Data provided

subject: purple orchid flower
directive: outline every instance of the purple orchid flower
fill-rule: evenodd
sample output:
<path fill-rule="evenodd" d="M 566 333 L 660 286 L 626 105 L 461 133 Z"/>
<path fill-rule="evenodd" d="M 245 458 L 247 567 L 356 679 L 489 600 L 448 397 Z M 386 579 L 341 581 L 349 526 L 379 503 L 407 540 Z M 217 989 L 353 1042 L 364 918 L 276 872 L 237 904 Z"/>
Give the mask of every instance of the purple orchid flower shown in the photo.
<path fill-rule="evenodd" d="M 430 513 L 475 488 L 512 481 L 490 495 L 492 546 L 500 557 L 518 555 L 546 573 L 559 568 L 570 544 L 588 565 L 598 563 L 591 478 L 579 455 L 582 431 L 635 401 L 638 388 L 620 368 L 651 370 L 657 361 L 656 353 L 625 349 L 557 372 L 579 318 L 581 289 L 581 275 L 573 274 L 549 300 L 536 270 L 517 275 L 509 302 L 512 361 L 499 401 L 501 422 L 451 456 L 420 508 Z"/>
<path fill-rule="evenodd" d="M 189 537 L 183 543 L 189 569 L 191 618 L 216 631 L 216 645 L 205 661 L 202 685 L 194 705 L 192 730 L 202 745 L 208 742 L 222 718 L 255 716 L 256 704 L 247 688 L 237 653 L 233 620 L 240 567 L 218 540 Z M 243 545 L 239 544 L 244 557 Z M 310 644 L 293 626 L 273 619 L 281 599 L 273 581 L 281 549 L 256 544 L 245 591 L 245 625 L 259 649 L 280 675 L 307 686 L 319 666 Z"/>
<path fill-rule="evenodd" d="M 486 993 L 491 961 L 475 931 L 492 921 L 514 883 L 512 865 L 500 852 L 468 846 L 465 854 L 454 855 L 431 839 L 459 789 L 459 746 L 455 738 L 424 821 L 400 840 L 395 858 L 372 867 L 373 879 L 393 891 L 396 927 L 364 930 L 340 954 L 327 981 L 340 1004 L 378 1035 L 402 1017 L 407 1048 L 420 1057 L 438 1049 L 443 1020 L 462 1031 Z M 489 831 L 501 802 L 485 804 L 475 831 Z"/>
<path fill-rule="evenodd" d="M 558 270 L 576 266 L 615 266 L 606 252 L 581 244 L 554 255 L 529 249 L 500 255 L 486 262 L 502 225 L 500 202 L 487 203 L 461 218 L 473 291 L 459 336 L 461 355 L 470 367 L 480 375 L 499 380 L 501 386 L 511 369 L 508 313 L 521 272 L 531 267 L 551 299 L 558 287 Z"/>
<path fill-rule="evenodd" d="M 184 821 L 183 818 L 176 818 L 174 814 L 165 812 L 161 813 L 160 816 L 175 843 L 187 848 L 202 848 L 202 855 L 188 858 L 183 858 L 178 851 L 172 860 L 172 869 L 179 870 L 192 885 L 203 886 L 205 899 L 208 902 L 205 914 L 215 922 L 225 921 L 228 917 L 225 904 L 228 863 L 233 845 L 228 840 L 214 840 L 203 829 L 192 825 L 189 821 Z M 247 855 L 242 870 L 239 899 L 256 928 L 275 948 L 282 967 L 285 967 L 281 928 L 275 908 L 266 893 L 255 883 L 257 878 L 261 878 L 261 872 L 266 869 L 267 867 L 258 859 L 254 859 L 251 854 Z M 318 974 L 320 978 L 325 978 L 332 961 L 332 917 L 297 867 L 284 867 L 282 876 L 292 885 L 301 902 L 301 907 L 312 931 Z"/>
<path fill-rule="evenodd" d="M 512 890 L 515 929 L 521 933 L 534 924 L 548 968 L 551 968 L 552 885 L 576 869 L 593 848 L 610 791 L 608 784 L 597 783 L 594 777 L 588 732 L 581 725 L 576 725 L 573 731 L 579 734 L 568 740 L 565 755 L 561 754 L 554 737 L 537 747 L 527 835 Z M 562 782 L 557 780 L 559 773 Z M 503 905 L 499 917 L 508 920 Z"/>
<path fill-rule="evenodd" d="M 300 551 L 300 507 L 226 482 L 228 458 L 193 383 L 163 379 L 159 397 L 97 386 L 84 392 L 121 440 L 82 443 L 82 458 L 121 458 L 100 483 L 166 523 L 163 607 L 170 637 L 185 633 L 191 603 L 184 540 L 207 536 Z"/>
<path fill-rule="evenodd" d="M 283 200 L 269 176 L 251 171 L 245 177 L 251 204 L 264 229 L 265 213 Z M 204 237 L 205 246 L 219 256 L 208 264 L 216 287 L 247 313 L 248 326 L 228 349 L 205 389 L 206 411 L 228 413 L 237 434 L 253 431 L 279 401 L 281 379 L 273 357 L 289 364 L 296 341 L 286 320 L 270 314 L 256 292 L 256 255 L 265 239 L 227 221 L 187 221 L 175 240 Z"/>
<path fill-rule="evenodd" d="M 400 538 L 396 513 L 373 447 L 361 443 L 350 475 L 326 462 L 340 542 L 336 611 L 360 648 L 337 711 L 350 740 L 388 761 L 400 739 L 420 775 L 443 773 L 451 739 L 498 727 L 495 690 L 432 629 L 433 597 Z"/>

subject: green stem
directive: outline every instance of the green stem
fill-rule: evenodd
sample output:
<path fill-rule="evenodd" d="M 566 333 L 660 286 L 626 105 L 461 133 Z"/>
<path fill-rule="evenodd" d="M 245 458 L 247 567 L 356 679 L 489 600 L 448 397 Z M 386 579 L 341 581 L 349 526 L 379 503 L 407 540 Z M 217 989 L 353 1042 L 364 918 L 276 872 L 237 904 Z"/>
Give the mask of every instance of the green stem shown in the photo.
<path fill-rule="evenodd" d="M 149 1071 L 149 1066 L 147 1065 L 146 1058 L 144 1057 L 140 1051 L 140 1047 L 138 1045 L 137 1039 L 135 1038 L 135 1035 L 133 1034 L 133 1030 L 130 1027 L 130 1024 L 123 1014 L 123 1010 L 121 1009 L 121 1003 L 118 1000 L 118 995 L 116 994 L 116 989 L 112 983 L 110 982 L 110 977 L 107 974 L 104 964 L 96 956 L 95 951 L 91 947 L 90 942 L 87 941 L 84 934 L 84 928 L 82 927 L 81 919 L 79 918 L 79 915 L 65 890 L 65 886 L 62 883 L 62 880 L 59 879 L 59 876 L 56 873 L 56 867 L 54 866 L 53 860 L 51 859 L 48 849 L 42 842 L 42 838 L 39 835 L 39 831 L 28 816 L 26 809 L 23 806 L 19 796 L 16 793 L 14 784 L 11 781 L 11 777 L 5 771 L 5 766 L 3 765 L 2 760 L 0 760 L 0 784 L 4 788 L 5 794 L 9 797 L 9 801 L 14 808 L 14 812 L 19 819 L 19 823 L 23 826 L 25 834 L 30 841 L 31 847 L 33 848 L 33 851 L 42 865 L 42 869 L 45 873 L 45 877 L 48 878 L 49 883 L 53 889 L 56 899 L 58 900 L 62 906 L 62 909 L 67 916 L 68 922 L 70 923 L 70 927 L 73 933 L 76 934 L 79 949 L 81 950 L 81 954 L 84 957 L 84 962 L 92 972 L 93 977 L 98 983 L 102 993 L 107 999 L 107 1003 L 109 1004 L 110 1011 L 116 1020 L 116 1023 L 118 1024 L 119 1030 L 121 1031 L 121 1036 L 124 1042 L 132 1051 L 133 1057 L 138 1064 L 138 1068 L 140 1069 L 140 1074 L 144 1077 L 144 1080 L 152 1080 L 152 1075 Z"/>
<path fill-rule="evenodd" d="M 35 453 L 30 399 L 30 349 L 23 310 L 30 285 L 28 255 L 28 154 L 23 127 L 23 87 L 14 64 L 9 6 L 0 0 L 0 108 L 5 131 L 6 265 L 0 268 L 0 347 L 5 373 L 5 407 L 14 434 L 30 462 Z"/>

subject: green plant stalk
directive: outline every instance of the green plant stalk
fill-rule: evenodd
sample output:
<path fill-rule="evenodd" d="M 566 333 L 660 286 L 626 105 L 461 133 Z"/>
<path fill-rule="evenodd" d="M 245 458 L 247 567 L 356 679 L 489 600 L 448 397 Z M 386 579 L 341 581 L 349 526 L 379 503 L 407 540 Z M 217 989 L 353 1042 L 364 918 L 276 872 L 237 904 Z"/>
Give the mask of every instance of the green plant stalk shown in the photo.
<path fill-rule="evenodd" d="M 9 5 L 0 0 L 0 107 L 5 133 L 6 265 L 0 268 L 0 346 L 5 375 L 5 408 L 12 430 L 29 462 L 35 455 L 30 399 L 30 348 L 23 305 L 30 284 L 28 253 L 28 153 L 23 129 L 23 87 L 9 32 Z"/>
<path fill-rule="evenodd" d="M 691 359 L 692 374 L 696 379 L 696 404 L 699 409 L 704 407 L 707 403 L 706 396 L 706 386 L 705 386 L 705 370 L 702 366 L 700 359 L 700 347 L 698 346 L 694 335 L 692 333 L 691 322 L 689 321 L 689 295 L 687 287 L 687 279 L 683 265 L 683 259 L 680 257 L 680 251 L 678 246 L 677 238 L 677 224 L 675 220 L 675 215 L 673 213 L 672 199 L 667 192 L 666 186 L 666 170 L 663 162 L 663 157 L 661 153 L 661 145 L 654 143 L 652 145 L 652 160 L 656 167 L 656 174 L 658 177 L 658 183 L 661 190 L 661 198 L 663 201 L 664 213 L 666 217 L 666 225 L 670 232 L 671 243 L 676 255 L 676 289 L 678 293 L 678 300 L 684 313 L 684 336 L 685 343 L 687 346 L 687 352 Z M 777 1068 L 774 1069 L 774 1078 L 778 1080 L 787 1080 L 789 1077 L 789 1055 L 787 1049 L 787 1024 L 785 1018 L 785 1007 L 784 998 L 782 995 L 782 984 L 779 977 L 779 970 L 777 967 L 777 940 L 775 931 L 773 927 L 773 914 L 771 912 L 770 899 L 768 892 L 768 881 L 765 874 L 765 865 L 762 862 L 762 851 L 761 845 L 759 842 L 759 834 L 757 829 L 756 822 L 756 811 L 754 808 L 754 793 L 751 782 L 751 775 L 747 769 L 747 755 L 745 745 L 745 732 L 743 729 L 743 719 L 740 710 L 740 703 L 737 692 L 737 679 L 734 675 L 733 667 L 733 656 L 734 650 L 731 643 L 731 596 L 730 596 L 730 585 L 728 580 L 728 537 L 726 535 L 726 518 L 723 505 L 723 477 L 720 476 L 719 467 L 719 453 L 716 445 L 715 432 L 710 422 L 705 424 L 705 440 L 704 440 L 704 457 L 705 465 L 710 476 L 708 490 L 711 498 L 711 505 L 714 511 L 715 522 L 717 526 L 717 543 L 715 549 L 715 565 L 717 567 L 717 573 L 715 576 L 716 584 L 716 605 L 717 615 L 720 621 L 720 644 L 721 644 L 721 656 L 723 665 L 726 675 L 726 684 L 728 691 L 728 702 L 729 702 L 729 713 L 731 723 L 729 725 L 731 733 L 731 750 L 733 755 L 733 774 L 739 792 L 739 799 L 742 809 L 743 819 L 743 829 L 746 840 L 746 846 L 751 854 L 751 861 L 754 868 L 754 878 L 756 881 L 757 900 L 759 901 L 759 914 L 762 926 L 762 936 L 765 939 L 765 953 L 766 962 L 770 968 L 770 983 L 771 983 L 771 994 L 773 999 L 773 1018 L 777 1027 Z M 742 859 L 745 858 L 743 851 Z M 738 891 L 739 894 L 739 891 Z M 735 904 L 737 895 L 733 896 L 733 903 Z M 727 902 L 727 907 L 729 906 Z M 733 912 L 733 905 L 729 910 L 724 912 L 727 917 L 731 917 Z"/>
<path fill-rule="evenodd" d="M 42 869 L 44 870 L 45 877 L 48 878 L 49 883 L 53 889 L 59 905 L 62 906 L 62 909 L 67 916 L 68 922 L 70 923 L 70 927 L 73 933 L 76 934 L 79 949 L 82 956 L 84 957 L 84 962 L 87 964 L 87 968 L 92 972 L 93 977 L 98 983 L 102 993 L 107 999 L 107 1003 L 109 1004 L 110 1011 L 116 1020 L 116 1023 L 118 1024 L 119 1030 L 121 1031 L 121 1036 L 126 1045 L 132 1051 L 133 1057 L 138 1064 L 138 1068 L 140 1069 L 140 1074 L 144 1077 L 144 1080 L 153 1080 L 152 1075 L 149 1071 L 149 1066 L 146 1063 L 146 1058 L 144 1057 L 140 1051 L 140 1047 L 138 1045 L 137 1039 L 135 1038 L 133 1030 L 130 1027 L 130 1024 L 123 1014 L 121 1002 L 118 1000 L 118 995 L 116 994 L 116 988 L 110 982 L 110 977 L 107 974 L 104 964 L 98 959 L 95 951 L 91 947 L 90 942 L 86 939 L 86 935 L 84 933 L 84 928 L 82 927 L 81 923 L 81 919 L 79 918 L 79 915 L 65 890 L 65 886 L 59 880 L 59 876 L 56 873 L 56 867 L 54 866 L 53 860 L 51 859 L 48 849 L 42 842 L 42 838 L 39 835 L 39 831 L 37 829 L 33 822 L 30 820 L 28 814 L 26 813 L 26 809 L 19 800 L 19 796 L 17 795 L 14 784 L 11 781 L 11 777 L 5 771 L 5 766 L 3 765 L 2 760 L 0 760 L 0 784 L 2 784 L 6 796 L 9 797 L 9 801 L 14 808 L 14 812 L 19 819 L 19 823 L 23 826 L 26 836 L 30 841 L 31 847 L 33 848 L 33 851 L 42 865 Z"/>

Prompt
Please show every line of the items above that contains the word "plant".

Solved exercise
subject: green plant stalk
directive: outline every instance of the green plant stalk
Give the mask of every instance of the green plant stalk shown in the photo.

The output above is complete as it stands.